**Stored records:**
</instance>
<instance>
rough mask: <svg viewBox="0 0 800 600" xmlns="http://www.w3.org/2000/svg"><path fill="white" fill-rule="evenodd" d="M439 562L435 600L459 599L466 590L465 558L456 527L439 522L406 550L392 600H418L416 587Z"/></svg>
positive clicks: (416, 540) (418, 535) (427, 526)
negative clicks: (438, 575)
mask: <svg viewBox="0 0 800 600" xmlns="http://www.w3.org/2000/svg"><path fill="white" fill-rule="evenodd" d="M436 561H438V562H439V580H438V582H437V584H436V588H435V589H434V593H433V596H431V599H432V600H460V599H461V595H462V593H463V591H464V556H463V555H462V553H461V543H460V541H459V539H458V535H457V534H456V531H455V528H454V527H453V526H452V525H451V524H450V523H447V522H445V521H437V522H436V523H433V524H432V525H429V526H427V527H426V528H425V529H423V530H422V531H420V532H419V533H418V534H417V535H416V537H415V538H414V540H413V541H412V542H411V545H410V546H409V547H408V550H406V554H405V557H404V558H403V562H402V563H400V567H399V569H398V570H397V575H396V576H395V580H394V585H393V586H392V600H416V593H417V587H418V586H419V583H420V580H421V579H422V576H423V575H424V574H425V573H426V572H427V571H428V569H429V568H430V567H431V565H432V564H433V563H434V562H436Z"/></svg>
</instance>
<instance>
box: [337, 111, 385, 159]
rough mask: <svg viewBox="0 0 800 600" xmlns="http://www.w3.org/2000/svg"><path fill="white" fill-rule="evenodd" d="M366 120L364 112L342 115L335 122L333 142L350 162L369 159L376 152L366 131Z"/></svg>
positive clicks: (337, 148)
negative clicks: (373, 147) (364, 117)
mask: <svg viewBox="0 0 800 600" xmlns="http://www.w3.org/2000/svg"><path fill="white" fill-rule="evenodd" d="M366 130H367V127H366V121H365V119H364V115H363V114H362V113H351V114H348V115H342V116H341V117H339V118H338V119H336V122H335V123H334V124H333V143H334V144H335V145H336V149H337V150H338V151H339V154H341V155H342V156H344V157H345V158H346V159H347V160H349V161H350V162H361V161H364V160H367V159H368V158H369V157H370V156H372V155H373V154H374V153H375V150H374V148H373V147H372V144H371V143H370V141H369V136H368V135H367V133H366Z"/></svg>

**What is needed:**
Copy over exactly the lines above from the one with "negative clicks: (438, 575)" to the last, both included, and no others.

**Output:**
negative clicks: (438, 575)
mask: <svg viewBox="0 0 800 600" xmlns="http://www.w3.org/2000/svg"><path fill="white" fill-rule="evenodd" d="M436 561H438V562H439V580H438V582H437V584H436V588H435V589H434V593H433V596H431V599H432V600H460V599H461V595H462V593H463V591H464V556H463V555H462V553H461V543H460V541H459V539H458V535H457V534H456V531H455V528H454V527H453V526H452V525H451V524H450V523H447V522H445V521H437V522H436V523H433V524H432V525H429V526H427V527H426V528H425V529H423V530H422V531H420V532H419V533H418V534H417V535H416V537H415V538H414V540H413V541H412V542H411V545H410V546H409V547H408V550H406V554H405V557H404V558H403V562H402V563H400V567H399V569H398V570H397V575H396V576H395V580H394V585H393V586H392V600H416V593H417V587H418V586H419V583H420V580H421V579H422V576H423V575H424V574H425V573H426V572H427V571H428V569H429V568H430V567H431V565H432V564H433V563H434V562H436Z"/></svg>
</instance>
<instance>
box: [337, 111, 385, 159]
rough mask: <svg viewBox="0 0 800 600" xmlns="http://www.w3.org/2000/svg"><path fill="white" fill-rule="evenodd" d="M366 120L364 112L342 115L335 122L333 142L350 162L369 159L376 152L366 131Z"/></svg>
positive clicks: (337, 148)
negative clicks: (373, 147) (364, 117)
mask: <svg viewBox="0 0 800 600" xmlns="http://www.w3.org/2000/svg"><path fill="white" fill-rule="evenodd" d="M366 130H367V127H366V121H365V119H364V115H363V114H362V113H351V114H348V115H342V116H341V117H339V118H338V119H336V122H335V123H334V124H333V143H334V144H335V145H336V149H337V150H338V151H339V154H341V155H342V156H344V157H345V158H346V159H347V160H349V161H350V162H361V161H364V160H367V159H368V158H369V157H370V156H372V155H373V154H374V153H375V150H374V148H373V147H372V144H371V143H370V141H369V136H368V135H367V133H366Z"/></svg>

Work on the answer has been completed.